Work instruction ::
In the entries below, find every line with "cart" and copy it.

Given data ::
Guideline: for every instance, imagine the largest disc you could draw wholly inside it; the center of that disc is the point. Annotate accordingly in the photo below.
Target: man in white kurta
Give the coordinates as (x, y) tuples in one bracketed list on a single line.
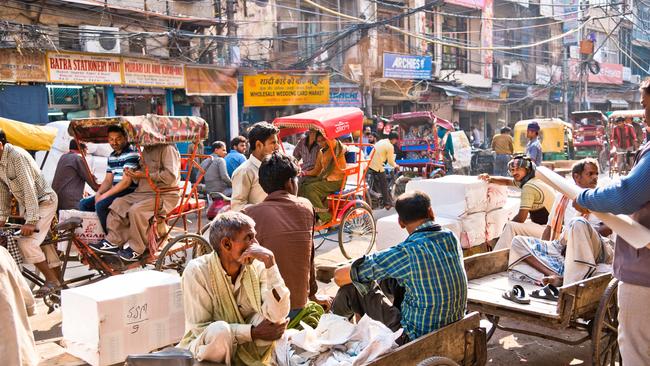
[(16, 304), (235, 300)]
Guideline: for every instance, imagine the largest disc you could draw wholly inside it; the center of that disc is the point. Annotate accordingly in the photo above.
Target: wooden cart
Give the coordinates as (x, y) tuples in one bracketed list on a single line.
[(588, 305)]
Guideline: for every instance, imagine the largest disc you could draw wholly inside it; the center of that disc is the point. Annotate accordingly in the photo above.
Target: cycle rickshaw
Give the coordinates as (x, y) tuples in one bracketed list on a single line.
[(350, 213)]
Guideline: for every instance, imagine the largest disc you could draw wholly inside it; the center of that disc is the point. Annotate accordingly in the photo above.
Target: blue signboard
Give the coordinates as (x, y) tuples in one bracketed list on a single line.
[(398, 66)]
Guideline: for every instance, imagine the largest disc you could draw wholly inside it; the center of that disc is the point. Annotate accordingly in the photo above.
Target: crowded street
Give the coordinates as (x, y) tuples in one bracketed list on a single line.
[(324, 183)]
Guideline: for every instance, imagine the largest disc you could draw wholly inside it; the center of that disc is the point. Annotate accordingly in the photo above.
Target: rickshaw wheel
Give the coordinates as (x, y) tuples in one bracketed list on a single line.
[(357, 231), (604, 334), (178, 252)]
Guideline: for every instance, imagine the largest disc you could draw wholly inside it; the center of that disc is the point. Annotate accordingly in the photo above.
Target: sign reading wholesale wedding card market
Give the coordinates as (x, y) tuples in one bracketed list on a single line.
[(280, 89)]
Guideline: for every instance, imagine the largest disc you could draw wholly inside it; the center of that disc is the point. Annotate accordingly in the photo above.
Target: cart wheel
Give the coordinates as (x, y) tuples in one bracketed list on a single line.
[(437, 361), (357, 231), (178, 252), (604, 334)]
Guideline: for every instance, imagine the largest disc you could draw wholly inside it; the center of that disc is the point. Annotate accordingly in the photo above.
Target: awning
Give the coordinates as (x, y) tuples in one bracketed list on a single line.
[(451, 91), (210, 81), (619, 103)]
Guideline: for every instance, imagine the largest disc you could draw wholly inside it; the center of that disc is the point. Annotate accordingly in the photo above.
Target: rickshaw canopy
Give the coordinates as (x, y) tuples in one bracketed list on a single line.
[(28, 136), (144, 130), (552, 134), (331, 122), (421, 117)]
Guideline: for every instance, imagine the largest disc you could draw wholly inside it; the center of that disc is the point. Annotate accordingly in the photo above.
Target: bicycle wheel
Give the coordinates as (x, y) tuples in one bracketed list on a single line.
[(357, 231), (179, 251)]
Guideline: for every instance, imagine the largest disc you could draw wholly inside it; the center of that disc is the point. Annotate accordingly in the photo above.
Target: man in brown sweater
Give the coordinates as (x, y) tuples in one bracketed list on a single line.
[(284, 224)]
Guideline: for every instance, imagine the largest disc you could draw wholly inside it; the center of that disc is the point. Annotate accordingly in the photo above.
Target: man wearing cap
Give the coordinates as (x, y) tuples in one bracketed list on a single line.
[(534, 147)]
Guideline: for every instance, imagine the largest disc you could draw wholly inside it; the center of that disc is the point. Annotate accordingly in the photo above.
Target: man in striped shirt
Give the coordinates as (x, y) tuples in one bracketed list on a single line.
[(115, 183), (422, 284)]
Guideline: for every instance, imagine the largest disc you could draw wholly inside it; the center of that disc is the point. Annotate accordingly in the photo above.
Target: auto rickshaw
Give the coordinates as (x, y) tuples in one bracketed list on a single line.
[(555, 135), (591, 136)]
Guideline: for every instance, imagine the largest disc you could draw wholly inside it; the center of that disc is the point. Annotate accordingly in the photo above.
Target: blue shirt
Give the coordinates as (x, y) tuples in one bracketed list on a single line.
[(234, 159), (534, 151), (127, 158), (429, 266), (623, 197)]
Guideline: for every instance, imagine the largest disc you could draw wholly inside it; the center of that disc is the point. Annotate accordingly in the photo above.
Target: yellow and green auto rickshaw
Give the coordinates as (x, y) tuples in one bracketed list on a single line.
[(555, 135)]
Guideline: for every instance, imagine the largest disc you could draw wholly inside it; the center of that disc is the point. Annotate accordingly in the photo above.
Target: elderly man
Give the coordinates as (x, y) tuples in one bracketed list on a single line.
[(534, 146), (423, 276), (536, 200), (20, 177), (130, 216), (246, 189), (573, 244), (235, 300)]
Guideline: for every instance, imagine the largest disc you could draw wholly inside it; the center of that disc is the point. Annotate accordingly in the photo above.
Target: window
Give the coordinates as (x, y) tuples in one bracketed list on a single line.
[(69, 38)]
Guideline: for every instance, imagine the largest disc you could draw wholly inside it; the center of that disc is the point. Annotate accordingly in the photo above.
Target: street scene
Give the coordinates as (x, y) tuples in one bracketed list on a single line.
[(324, 182)]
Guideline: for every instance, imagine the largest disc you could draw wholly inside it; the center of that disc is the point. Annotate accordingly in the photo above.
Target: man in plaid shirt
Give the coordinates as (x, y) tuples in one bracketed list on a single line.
[(422, 283), (20, 177)]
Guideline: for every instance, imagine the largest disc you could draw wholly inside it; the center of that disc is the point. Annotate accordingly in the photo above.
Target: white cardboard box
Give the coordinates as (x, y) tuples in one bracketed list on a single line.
[(453, 195), (390, 234), (137, 312), (497, 219)]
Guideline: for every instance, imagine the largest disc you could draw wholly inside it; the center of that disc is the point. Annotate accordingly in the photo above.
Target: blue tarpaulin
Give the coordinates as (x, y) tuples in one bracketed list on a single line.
[(24, 103)]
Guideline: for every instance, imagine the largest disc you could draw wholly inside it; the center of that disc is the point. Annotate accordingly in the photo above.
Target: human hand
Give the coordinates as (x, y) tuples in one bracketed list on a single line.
[(27, 229), (268, 331), (323, 300), (258, 252)]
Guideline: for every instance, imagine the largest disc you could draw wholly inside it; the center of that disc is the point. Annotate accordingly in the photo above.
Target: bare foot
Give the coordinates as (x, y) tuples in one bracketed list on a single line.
[(554, 280)]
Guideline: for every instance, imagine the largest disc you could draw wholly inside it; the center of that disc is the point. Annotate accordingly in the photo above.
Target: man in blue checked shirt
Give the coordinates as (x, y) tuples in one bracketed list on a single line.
[(418, 285)]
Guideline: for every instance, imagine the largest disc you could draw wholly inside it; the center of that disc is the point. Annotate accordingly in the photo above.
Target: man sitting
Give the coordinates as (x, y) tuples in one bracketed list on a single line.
[(246, 189), (130, 216), (536, 200), (70, 178), (115, 184), (234, 298), (284, 224), (424, 275), (326, 177), (572, 244)]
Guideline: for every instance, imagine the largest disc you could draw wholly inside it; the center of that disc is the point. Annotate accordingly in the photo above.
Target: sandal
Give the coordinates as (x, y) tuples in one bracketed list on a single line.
[(517, 294), (47, 288), (548, 292)]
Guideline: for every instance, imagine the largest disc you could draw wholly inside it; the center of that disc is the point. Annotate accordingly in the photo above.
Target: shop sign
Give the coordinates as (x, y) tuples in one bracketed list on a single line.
[(609, 73), (17, 67), (400, 66), (279, 89), (474, 4), (151, 73), (78, 68)]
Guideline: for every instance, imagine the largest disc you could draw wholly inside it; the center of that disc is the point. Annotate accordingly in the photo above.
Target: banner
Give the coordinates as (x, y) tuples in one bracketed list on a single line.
[(152, 73), (204, 81), (16, 67), (276, 89), (400, 66), (78, 68)]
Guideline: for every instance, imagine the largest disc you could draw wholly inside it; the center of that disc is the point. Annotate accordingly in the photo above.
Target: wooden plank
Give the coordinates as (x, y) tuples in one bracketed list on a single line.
[(54, 355), (481, 265), (446, 342)]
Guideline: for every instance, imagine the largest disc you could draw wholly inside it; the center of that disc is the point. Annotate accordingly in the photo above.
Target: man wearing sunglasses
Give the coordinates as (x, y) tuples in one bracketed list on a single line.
[(536, 200)]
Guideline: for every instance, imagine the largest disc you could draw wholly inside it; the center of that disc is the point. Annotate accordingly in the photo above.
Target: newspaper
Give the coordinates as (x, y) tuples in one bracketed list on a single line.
[(634, 233)]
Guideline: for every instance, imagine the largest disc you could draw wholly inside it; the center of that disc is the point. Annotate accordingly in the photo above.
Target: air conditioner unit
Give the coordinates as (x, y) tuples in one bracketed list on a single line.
[(99, 39), (506, 72)]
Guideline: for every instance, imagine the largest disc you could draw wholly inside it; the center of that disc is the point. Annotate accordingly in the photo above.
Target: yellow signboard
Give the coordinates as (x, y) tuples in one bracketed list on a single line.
[(278, 89)]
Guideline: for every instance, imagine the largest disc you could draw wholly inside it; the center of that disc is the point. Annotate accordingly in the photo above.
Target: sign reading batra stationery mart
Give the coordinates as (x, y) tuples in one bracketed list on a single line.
[(398, 66), (280, 89), (151, 73), (79, 68)]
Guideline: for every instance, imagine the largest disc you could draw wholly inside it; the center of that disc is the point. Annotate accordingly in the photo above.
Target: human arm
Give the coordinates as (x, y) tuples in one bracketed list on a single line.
[(623, 197)]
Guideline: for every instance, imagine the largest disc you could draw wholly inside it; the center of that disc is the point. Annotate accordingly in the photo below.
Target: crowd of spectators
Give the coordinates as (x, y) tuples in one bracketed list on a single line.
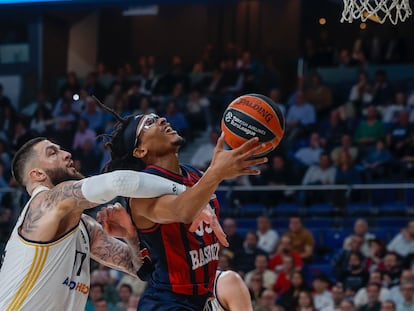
[(363, 136)]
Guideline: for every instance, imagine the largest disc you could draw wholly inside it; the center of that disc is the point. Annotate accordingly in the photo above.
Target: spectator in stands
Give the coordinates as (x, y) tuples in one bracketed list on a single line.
[(361, 297), (101, 305), (5, 156), (177, 119), (347, 305), (284, 247), (90, 157), (41, 101), (94, 115), (4, 99), (391, 111), (305, 302), (346, 145), (267, 301), (395, 292), (198, 111), (398, 135), (360, 95), (370, 130), (407, 156), (354, 276), (392, 269), (345, 174), (71, 83), (320, 95), (375, 258), (41, 121), (125, 293), (114, 94), (268, 237), (234, 239), (341, 260), (403, 242), (388, 305), (382, 91), (96, 297), (268, 276), (93, 86), (332, 130), (289, 299), (322, 297), (407, 289), (373, 304), (82, 134), (300, 119), (309, 155), (338, 295), (302, 239), (202, 157), (322, 174), (8, 118), (245, 258), (360, 230), (284, 277), (376, 164)]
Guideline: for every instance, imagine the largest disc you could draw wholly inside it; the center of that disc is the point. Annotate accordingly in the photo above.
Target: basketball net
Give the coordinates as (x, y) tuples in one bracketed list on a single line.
[(376, 10)]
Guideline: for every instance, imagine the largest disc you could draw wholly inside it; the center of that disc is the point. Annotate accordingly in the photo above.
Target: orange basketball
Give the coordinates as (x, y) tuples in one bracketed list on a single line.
[(253, 115)]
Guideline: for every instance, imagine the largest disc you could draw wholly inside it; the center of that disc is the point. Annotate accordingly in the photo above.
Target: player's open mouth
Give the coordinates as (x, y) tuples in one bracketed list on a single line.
[(169, 130)]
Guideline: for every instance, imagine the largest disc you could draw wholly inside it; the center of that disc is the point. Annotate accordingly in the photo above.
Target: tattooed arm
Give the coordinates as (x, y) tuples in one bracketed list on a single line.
[(108, 250)]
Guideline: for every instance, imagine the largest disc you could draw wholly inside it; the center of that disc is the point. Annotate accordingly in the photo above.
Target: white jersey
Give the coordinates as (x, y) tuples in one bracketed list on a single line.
[(45, 276)]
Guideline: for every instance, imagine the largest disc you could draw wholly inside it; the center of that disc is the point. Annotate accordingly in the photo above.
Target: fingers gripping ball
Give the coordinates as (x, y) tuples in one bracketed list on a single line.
[(253, 115)]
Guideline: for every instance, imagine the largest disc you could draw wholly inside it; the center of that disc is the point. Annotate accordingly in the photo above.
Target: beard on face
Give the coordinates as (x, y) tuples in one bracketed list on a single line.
[(179, 142), (60, 174)]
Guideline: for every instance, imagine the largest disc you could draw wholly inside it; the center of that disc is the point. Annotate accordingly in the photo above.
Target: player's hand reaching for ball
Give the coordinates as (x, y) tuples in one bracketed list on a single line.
[(116, 221), (228, 164)]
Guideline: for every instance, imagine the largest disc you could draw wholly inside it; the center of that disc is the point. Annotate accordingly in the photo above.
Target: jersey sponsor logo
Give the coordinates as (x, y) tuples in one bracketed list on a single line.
[(204, 255), (203, 228), (78, 286)]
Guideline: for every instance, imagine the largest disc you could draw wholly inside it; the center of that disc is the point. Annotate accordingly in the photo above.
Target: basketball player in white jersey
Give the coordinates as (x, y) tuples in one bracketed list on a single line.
[(46, 261)]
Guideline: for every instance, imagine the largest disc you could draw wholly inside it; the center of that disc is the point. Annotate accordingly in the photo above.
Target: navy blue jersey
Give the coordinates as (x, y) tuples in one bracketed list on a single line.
[(184, 262)]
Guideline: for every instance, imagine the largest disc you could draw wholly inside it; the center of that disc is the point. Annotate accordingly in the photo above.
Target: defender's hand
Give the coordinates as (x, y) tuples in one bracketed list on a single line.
[(228, 164)]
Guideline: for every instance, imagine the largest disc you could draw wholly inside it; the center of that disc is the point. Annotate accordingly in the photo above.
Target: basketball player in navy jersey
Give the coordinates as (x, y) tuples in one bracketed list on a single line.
[(184, 263)]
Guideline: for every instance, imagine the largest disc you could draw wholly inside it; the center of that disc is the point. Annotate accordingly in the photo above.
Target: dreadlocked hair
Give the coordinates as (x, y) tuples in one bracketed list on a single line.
[(120, 150)]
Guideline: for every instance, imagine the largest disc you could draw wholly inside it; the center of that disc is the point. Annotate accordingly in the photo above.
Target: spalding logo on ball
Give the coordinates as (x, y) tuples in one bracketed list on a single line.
[(253, 115)]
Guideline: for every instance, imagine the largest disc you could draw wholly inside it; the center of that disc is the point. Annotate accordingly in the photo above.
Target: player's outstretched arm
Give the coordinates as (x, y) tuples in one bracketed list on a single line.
[(106, 248), (226, 164)]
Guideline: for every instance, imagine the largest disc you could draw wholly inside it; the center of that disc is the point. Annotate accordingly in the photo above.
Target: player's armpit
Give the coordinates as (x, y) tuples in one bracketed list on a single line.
[(112, 252)]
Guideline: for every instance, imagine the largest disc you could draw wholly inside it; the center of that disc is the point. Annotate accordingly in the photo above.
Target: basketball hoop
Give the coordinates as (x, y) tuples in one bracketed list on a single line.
[(376, 10)]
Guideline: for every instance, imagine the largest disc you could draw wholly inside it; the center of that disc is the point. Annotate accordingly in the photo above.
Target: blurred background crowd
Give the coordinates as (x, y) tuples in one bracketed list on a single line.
[(335, 249)]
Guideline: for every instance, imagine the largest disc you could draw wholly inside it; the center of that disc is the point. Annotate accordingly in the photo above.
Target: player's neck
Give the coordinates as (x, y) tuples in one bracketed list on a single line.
[(169, 162)]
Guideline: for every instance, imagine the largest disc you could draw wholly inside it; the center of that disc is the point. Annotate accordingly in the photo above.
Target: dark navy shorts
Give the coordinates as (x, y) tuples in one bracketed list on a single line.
[(159, 300)]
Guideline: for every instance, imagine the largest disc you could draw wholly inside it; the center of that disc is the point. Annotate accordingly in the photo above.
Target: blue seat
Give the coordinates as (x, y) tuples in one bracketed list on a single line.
[(252, 210), (318, 222), (393, 223), (359, 209), (321, 209), (392, 208)]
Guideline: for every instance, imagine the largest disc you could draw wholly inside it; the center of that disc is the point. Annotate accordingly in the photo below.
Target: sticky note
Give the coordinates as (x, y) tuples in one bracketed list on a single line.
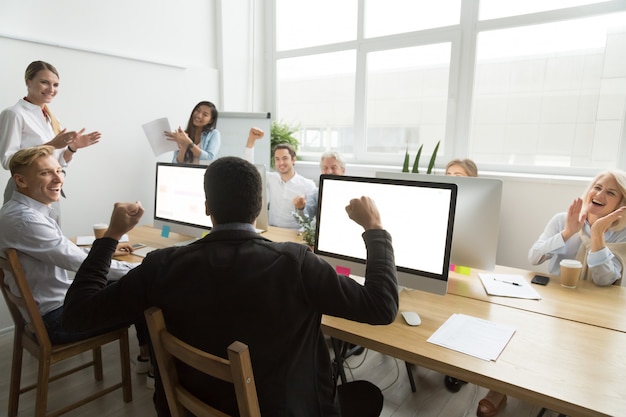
[(342, 270), (465, 270)]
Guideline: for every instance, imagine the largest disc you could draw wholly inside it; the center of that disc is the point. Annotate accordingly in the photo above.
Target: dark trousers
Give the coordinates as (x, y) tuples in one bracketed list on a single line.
[(59, 335)]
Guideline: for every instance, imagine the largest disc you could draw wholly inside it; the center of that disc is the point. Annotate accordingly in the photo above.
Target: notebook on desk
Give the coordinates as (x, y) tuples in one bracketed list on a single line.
[(142, 252)]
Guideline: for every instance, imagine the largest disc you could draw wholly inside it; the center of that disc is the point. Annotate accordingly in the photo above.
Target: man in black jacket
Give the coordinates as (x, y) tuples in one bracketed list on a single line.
[(236, 285)]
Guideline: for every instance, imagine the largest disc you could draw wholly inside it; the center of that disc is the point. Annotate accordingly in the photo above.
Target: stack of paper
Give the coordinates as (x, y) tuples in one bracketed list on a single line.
[(506, 285), (480, 338)]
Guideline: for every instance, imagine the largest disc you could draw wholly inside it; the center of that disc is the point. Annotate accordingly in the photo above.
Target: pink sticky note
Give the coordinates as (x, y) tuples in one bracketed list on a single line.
[(342, 270)]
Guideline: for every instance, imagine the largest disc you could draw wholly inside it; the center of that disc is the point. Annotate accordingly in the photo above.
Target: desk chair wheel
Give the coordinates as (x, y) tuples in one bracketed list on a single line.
[(360, 399), (452, 384)]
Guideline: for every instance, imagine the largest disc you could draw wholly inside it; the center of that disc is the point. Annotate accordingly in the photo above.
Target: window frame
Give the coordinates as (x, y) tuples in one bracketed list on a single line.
[(463, 39)]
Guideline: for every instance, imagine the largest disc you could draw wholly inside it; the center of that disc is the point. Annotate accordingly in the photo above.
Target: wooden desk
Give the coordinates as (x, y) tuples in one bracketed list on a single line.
[(587, 303), (570, 367), (150, 236)]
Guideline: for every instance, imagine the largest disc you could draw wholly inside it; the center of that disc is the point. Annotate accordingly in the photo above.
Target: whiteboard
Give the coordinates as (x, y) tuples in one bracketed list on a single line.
[(234, 128)]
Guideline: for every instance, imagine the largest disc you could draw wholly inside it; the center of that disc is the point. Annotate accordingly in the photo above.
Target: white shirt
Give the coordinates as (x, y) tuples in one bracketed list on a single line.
[(22, 126), (46, 255), (281, 195), (605, 267)]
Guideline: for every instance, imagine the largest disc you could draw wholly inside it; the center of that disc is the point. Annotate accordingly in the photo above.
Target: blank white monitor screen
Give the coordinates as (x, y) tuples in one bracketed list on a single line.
[(179, 199), (477, 219), (418, 216)]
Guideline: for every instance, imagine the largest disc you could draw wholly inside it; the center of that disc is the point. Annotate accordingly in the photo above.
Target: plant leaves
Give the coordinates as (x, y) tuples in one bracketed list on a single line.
[(431, 164), (405, 165), (416, 163)]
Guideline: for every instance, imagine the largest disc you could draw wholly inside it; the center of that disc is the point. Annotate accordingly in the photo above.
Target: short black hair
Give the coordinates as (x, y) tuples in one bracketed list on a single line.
[(233, 190)]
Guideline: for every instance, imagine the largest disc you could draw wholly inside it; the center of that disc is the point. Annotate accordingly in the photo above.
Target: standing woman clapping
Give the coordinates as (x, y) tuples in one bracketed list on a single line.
[(31, 123)]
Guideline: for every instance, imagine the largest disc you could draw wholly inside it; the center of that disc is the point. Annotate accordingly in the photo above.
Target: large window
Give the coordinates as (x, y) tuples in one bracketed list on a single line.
[(533, 86)]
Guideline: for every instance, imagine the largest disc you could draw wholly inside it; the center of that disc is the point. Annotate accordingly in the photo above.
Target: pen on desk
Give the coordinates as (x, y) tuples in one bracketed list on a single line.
[(507, 282)]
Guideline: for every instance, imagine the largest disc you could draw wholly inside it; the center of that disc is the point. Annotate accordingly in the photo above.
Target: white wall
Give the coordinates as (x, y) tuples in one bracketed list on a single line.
[(121, 64)]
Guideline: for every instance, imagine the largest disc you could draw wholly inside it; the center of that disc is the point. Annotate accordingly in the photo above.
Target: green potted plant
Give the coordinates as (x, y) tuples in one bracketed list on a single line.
[(308, 227), (281, 132), (415, 169)]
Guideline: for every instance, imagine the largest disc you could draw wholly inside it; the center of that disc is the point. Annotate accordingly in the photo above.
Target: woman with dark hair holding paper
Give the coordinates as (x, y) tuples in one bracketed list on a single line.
[(201, 141)]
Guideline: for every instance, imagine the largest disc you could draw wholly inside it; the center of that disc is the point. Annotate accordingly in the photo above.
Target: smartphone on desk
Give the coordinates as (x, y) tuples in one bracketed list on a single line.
[(540, 280)]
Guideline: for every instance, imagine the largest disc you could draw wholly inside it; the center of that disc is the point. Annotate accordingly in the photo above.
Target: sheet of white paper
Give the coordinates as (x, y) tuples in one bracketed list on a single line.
[(154, 132), (480, 338), (506, 285), (88, 240)]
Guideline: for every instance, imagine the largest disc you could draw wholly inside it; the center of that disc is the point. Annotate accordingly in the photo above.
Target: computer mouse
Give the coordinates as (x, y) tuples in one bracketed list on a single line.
[(411, 318)]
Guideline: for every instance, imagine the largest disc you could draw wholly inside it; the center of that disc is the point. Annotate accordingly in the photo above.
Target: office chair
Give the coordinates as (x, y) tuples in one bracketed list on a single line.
[(237, 370), (30, 334)]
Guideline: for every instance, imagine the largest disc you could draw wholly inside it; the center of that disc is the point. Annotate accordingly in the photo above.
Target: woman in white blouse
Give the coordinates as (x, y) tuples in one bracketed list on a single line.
[(30, 123)]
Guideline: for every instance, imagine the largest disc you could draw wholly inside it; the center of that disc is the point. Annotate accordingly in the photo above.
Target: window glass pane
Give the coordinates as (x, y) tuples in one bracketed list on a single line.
[(388, 17), (301, 23), (558, 98), (492, 9), (407, 97), (317, 93)]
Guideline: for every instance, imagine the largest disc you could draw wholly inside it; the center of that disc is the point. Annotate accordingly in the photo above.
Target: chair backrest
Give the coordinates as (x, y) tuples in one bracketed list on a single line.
[(236, 370), (23, 303)]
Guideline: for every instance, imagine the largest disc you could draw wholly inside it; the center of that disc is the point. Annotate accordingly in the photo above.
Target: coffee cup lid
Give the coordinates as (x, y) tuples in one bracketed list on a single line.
[(571, 263)]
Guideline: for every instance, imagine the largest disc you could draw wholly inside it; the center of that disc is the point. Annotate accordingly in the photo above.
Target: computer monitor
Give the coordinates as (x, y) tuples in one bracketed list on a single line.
[(477, 220), (179, 199), (419, 216)]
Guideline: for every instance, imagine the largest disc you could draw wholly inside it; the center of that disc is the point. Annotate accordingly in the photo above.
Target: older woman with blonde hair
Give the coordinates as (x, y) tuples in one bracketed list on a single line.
[(593, 230), (462, 168)]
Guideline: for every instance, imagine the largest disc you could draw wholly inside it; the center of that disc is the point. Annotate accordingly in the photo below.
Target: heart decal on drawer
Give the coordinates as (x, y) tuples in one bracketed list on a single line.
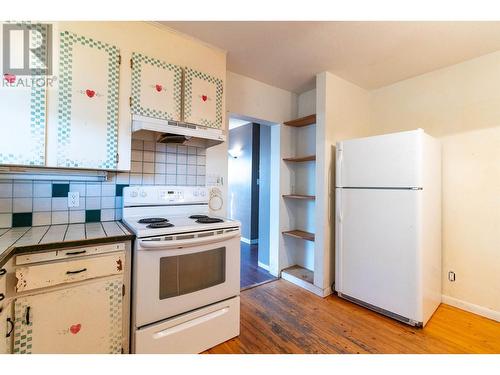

Task answer ::
Target: wooden cart
Target: cart wheel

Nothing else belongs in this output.